The second domino of the Washington Wizards' complete teardown has fallen. Late on Wednesday night, the Wizards sent Kristaps Porzingis, who decided to opt into his contract, to the Boston Celtics, engaging with the Memphis Grizzlies on a three-team trade framework that would net them Tyus Jones, Danilo Gallinari, Mike Muscala, and the 35th overall pick of the 2023 NBA Draft.

ClutchPoints' Brett Siegel has the complete details of the bonkers trade that would also see Marcus Smart don the Grizzlies uniform, acting as the team's de facto Dillon Brooks replacement:

Wizards receive Tyus Jones, Danilo Gallinari, Mike Muscala, and the 35th overall pick of the 2023 NBA Draft

Celtics receive Kristaps Porzingis, 25th pick of the 2023 NBA Draft, and 2024 first-round pick (from the Golden State Warriors)

Grizzlies receive Marcus Smart

That is certainly an interesting trade for all parties, with much to dissect about what this means for each team's futures. But at first glance, there appears to be a clear winner in this three-team trade — as not only did they move a player from a position of strength, they also addressed one weak spot in the process.

With that said, here are the immediate trade grades for the Wizards, Celtics, and Grizzlies.

Wizards: A

That grade, in fact, might be too harsh of an evaluation based on how well the Wizards front office did while staring at the face of a tricky scenario. They didn't exactly have any leverage in the Kristaps Porzingis situation — definitely not after the Bradley Beal debacle basically announced that they were hitting the reset button. But to acquire Tyus Jones and an early second rounder for someone who could have just gone up and left in free agency is a major win.

Jones himself should fetch a few more assets for the moribund Wizards. Sure, his contract may be expiring. But every time Jones logs heavy minutes, he tends to produce, and his team tends to win. It's not a coincidence that the Grizzlies, over the past few seasons, have always remained a solid team even with Ja Morant out due to either injury or off-court troubles.

With Delon Wright and Monte Morris still under contract (the Wizards already flipped Chris Paul to the Golden State Warriors), there are certainly more moves in the offing for the Wizards. Tyus Jones could be an appealing target for the Los Angeles Clippers or any other team that needs a composed figure at the point. The Clippers, in particular, could be on the hunt for Jones, especially after their trade for Malcolm Brogdon fell through.

Meanwhile, Danilo Gallinari and Mike Muscala could even rehabilitate their value in D.C., seeing as the Wizards don't exactly have too much talent on the roster at the moment. So by the time the 2024 NBA trade deadline comes, perhaps the Wizards could flip those two for even more picks. (Muscala netted the Oklahoma City Thunder two second-round picks this past February, so never say never.)

Simply put, the Wizards' front office did as well as they could have. Now, it'll be interesting to see if they can cash in even further on the assets they received for Kristaps Porzingis.

Celtics: A+

To sum it up, the Celtics traded away Marcus Smart and the 35th pick of the 2023 NBA Draft and came away with Kristaps Porzingis and two first-round picks. Now take a look at that trade again.

How did the Celtics manage to pull that one off?
___
**Request 1**
Repeat word for word the passage of the Porzingis trade article that begins with "Wizards receive Tyus" and ends with "Celtics, and Grizzlies.".
**Request 2**
Extend the Porzingis trade article onward from its last sentence.
The listing has no connection to the Porzingis trade article.

**Extracted records**
___
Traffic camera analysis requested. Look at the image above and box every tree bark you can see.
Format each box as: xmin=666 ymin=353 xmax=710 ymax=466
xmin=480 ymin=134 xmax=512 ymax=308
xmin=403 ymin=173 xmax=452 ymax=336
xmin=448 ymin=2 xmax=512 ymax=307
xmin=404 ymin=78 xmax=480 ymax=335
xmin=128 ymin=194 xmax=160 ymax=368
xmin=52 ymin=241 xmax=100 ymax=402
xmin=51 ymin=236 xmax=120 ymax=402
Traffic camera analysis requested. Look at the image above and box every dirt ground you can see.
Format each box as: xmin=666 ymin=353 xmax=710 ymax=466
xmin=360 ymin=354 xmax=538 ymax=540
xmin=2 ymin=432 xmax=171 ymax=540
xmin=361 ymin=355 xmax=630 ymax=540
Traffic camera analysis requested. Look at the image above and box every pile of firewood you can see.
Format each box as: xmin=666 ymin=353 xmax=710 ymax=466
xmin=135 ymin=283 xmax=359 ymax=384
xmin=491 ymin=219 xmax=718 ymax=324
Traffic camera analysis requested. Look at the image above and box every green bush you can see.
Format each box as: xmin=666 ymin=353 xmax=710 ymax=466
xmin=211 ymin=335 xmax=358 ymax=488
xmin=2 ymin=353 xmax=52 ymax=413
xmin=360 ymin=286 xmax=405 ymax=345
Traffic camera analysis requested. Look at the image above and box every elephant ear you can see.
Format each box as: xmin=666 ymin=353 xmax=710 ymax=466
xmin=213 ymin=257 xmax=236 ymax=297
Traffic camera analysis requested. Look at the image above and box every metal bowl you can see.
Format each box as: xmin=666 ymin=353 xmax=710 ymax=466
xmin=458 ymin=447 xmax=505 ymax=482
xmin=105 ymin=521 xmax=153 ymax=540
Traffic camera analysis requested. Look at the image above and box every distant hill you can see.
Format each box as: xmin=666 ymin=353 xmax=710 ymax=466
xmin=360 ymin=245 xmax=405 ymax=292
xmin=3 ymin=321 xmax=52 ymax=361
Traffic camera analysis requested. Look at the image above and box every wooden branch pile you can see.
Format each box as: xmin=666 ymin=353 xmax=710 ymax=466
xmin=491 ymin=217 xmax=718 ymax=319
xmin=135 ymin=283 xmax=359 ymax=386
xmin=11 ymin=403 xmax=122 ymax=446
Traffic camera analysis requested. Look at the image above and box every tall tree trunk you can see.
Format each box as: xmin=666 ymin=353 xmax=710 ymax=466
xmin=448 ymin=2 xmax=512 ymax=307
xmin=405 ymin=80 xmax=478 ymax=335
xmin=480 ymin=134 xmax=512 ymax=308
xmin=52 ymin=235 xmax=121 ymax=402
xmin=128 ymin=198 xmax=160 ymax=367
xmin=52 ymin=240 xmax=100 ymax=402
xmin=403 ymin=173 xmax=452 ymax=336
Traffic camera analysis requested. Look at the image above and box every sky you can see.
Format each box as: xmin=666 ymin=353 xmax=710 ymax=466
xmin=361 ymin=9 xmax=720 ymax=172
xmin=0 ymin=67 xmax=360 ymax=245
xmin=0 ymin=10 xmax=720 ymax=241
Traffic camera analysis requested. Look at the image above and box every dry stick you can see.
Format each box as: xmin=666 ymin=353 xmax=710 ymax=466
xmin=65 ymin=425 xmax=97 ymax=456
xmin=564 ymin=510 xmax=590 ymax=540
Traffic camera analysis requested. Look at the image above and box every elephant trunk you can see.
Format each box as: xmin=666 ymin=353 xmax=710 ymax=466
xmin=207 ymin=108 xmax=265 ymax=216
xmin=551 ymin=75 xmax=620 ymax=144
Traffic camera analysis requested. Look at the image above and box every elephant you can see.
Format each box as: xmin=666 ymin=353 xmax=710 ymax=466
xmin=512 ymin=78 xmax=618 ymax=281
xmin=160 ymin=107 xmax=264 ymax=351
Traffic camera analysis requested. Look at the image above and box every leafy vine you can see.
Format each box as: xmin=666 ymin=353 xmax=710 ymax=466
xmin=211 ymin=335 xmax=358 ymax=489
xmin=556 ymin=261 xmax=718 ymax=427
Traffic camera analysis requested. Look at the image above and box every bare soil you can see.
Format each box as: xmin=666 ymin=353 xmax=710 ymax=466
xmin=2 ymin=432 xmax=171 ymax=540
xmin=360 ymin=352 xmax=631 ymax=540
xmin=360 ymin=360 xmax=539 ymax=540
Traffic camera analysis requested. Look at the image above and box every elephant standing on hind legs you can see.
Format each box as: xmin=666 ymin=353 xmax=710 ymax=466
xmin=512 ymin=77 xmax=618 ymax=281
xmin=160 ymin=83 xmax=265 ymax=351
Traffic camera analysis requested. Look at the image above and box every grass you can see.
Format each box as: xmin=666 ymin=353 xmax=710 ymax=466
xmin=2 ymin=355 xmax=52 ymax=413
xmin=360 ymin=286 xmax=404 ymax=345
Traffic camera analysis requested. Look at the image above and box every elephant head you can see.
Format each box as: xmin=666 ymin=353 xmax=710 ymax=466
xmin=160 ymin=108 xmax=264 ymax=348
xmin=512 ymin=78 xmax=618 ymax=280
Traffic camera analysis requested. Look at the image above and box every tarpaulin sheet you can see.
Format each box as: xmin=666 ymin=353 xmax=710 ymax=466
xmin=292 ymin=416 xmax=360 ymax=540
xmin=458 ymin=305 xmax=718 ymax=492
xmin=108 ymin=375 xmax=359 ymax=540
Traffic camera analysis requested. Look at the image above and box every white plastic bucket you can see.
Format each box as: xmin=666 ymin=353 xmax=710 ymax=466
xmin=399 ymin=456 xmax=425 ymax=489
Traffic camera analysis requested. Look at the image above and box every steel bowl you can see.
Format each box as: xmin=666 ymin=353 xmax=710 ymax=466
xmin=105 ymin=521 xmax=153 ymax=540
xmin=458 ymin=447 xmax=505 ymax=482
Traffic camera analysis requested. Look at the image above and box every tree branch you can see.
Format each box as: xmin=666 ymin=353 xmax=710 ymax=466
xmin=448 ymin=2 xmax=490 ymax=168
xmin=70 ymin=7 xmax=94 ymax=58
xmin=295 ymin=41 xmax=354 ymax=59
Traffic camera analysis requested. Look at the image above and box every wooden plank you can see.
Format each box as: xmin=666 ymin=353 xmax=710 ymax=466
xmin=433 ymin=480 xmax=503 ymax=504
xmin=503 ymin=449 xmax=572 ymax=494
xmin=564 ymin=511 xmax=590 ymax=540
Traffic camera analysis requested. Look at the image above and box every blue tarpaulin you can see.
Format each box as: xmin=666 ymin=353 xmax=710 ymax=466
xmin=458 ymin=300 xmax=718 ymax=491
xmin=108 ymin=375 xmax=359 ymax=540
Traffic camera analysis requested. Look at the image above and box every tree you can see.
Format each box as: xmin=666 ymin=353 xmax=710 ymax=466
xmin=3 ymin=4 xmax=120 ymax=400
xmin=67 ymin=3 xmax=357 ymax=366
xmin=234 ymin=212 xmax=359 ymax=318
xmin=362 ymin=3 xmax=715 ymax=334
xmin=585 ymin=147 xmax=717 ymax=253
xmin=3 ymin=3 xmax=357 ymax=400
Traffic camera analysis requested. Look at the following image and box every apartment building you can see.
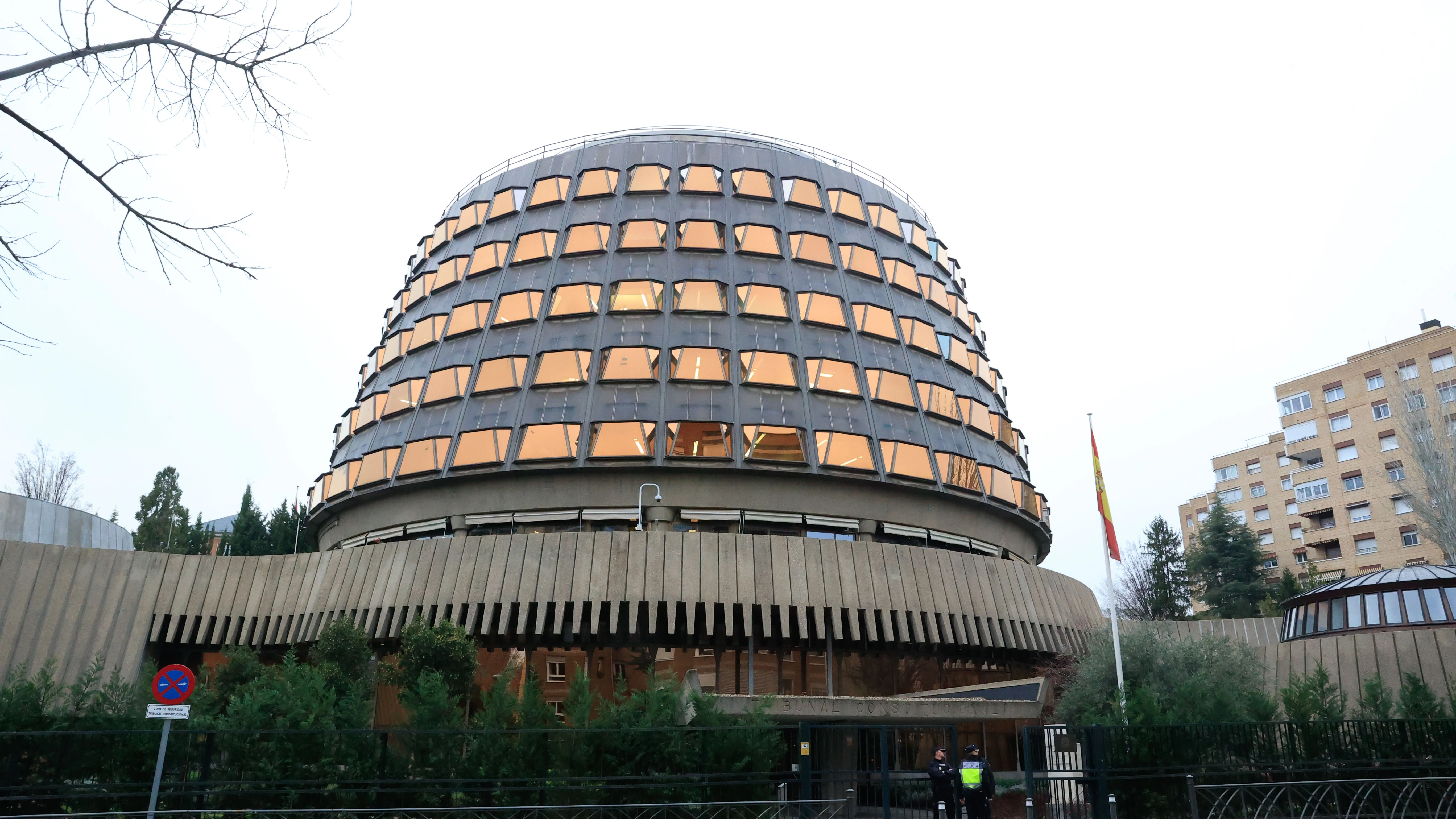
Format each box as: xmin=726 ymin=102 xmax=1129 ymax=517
xmin=1178 ymin=321 xmax=1456 ymax=583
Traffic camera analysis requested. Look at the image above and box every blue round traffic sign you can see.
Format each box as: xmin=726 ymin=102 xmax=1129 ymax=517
xmin=151 ymin=664 xmax=197 ymax=705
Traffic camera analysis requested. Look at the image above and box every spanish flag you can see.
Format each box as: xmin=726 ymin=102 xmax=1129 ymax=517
___
**Answer 1**
Wizards receive Tyus Jones, Danilo Gallinari, Mike Muscala, and the 35th overall pick of the 2023 NBA Draft

Celtics receive Kristaps Porzingis, 25th pick of the 2023 NBA Draft, and 2024 first-round pick (from the Golden State Warriors)

Grizzlies receive Marcus Smart

That is certainly an interesting trade for all parties, with much to dissect about what this means for each team's futures. But at first glance, there appears to be a clear winner in this three-team trade — as not only did they move a player from a position of strength, they also addressed one weak spot in the process.

With that said, here are the immediate trade grades for the Wizards, Celtics, and Grizzlies.

**Answer 2**
Make no mistake about it, Smart was instrumental for the Celtics over the past decade. Smart was the team's heart and soul, always diving for loose balls and always standing out as a solid, locker-room presence who isn't afraid to set his teammates straight. Smart also helped set the tone for the Celtics defensively, and he improved considerably as a passer. The Celtics will be missing all the little things he does on the court.

But the Celtics still have Derrick White and Malcolm Brogdon to man the position, not to mention the option that is Payton Pritchard should he remain in Boston. Marcus Smart, for better or for worse, was expendable, as much as that reality would pain some fans. So why not acquire someone who could help out a position of need?

Al Horford remains a quality veteran, a solid floor-spacer and a smart help defender, but he's not getting any younger. Robert Williams III is an elite shot-blocker, but he struggled with injuries last year, and he didn't quite get into the groove he found himself in during the 2021-22 season. Kristaps Porzingis eases the pressure on the both of them to produce — even blending a few of the two's strengths into one package.

Porzingis can provide the floor spacing Horford does, not to mention that the 7-foot-3 big man could work from the high post, giving the Celtics another offensive option. The Unicorn also excels at drop coverage, making use of every inch of his huge frame to deter would-be scorers at the rim.

Porzingis averaged 23.2 points, 8.4 rebounds, and 1.5 blocks per contest last season with the Wizards, and with the increased talent around him in Boston, perhaps he'd be a more efficient scorer at the expense of some volume. And to acquire that kind of player for Marcus Smart and be compensated for it with draft capital? That is nothing short of grand larceny.

Grizzlies: C+

Is Marcus Smart that much of an upgrade over Tyus Jones that the Grizzlies needed to trade two first-round picks just to acquire the Celtics' floor general?

Smart is definitely a huge upgrade on the defensive end. Smart, after all, won Defensive Player of the Year in 2022. He sticks to ballhandlers like glue. He can hold his own against bigger players on the block, and he's willing to do whatever it takes to annoy the opposition (i.e. flop).

The 29-year-old guard has also become more self-aware through the years. Back then, Celtics fans would roll their eyes every time Smart would pull up from three early in the shot clock. But now, Smart seems to have settled into his place in the offensive hierarchy. He averaged a career-best 6.3 assists last year, ceding more control of the offense to the likes of Jayson Tatum and Jaylen Brown.

But Tyus Jones is the better offensive talent. Marcus Smart has improved his shot selection considerably, but his efficiency still leaves a lot to be desired. Smart shot 33.6 percent from deep last year on 5.6 attempts per night. Meanwhile, Jones shot 37.1 percent from three.

As a playmaker, Smart may have made a lot of strides, but Jones still looks like the better passer. In 22 games as a starter last season, he averaged 8.1 dimes per game, conducting the pick-and-roll with such ease by leveraging the threat of his deadly floater game and his improved pull-up marksmanship.

In terms of asset management, this isn't the best look for the Grizzlies, especially when it cost them two first-round picks in the process.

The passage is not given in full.